Copy all lines of the items below, requests included, and shift every point coordinate in the answers by -134, leaving the numbers in the requests and their format samples unchanged. Leave the pictures out of your copy.

>> start Record set

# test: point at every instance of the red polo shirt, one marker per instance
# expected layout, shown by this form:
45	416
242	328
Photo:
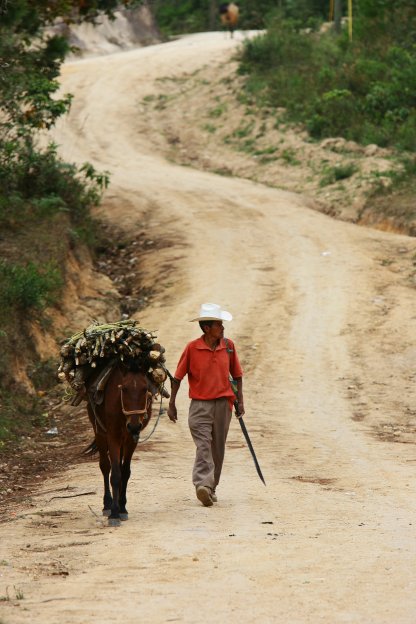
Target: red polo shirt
208	370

>> end Record set

## Solution for this task
# test: point at every instance of the red polo shirt, one marker per instance
# expected layout, shown by this form:
45	416
242	328
Photo:
Target: red polo shirt
74	236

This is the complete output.